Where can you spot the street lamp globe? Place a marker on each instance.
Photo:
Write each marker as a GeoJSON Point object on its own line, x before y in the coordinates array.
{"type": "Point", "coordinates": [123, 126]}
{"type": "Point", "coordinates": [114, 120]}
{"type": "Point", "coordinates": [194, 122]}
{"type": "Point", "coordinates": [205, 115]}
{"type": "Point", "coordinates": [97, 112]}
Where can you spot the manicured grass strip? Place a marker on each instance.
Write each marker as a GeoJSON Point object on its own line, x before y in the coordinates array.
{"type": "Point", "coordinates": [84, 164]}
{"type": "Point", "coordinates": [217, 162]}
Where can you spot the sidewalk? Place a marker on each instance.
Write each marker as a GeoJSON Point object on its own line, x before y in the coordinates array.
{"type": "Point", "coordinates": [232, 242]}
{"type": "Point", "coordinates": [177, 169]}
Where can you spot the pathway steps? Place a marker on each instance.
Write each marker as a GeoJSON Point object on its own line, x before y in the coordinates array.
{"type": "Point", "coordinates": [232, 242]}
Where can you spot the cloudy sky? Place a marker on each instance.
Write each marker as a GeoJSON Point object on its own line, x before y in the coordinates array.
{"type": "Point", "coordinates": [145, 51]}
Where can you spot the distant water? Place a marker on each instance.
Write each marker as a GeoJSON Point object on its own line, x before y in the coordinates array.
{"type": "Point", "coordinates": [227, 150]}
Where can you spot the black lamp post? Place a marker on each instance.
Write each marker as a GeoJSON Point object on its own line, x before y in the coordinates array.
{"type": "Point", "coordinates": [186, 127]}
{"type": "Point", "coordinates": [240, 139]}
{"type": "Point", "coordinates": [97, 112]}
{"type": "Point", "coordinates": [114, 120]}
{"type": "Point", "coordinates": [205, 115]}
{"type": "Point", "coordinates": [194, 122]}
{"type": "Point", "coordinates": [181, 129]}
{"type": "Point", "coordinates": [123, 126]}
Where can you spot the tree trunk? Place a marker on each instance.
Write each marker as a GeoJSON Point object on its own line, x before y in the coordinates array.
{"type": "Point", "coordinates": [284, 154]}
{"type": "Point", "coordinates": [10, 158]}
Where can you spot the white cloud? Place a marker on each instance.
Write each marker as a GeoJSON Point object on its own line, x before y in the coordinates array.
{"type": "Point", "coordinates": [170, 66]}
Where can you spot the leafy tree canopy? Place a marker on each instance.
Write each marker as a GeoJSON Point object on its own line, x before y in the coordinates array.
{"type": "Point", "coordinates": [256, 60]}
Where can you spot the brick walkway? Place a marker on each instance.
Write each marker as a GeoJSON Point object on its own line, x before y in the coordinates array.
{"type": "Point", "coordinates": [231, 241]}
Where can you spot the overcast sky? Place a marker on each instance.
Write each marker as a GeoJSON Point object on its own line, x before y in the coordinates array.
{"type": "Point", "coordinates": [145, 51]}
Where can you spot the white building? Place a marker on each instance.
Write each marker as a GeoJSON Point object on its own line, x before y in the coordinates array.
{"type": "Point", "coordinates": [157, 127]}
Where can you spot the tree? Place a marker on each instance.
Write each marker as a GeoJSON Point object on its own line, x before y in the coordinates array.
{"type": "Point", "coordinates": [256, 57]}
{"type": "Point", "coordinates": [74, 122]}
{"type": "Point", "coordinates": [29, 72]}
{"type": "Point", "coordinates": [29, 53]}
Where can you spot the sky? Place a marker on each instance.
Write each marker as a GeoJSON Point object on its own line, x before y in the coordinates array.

-*-*-

● **What this task involves**: Swap "marker" for "pin" everywhere it occurs in the lines above, then write all the lines out again with nothing else changed.

● **Response to this task**:
Where can you spot the street lamp globe? Place a pin on each instance.
Photo:
Write each pin as a GeoJSON Point object on its own line, x before y in the coordinates array.
{"type": "Point", "coordinates": [123, 126]}
{"type": "Point", "coordinates": [114, 120]}
{"type": "Point", "coordinates": [194, 122]}
{"type": "Point", "coordinates": [205, 115]}
{"type": "Point", "coordinates": [97, 112]}
Where can you spot the manicured grass strip? Place a pin on each instance.
Write each pin as a GeoJSON Point object on its own line, x before y in the coordinates array.
{"type": "Point", "coordinates": [84, 164]}
{"type": "Point", "coordinates": [217, 162]}
Where can you spot the sidewalk? Place a pin on each instance.
Write each pin as a GeoJSON Point object on its own line, x before y in the coordinates array.
{"type": "Point", "coordinates": [232, 242]}
{"type": "Point", "coordinates": [177, 169]}
Where can you spot the pathway steps? Place a pin on each instance.
Write each pin as a GeoJSON Point object on its own line, x before y in the coordinates array.
{"type": "Point", "coordinates": [232, 242]}
Where can you spot the cloudy sky? Place a pin on each instance.
Write each pin as a GeoJSON Point object on its own line, x before y in the coordinates array.
{"type": "Point", "coordinates": [145, 51]}
Where can you spot the distant water? Place a pin on each instance.
Write each pin as a GeoJSON Point object on its own line, x before y in the coordinates array.
{"type": "Point", "coordinates": [227, 150]}
Where can you spot the black lamp post? Place a pin on each instance.
Write each pin as a GeoJSON Point object on its own line, x before y in the coordinates array.
{"type": "Point", "coordinates": [186, 127]}
{"type": "Point", "coordinates": [240, 139]}
{"type": "Point", "coordinates": [97, 112]}
{"type": "Point", "coordinates": [114, 120]}
{"type": "Point", "coordinates": [205, 115]}
{"type": "Point", "coordinates": [194, 122]}
{"type": "Point", "coordinates": [181, 129]}
{"type": "Point", "coordinates": [123, 126]}
Where can you spot the tree trunk? Place a pin on each instance.
Write each pin as a GeoJSON Point object on its own line, x before y in the coordinates array.
{"type": "Point", "coordinates": [284, 154]}
{"type": "Point", "coordinates": [10, 158]}
Where can you spot the white cloud? Place a pin on each instance.
Write each pin as a GeoJSON Point object on its own line, x before y in the coordinates array.
{"type": "Point", "coordinates": [170, 66]}
Where can you spot the leafy tree canopy? Place a pin on each instance.
Write each pin as a GeoJSON Point object on its own line, x before y in the coordinates array.
{"type": "Point", "coordinates": [256, 60]}
Where can you spot the brick walkway? Place a pin on each instance.
Write each pin as a GeoJSON Point object on its own line, x before y in the coordinates array.
{"type": "Point", "coordinates": [231, 241]}
Where can you spot the overcast sky? Place a pin on each instance.
Write each pin as a GeoJSON Point object on its own line, x before y in the coordinates array.
{"type": "Point", "coordinates": [145, 51]}
Where can you spot the white building? Place a pin on each instance.
Write each pin as a GeoJSON Point object on its own line, x before y in the coordinates array.
{"type": "Point", "coordinates": [157, 127]}
Where can you spot the tree? Place a pin on each instance.
Write each pin as a GeoJSON Point object on its own line, x before y in the coordinates array.
{"type": "Point", "coordinates": [256, 57]}
{"type": "Point", "coordinates": [74, 122]}
{"type": "Point", "coordinates": [29, 72]}
{"type": "Point", "coordinates": [29, 53]}
Where can you spot the sky? Place a pin on each instance.
Write each pin as a GeoJSON Point object on its own line, x before y in the coordinates array.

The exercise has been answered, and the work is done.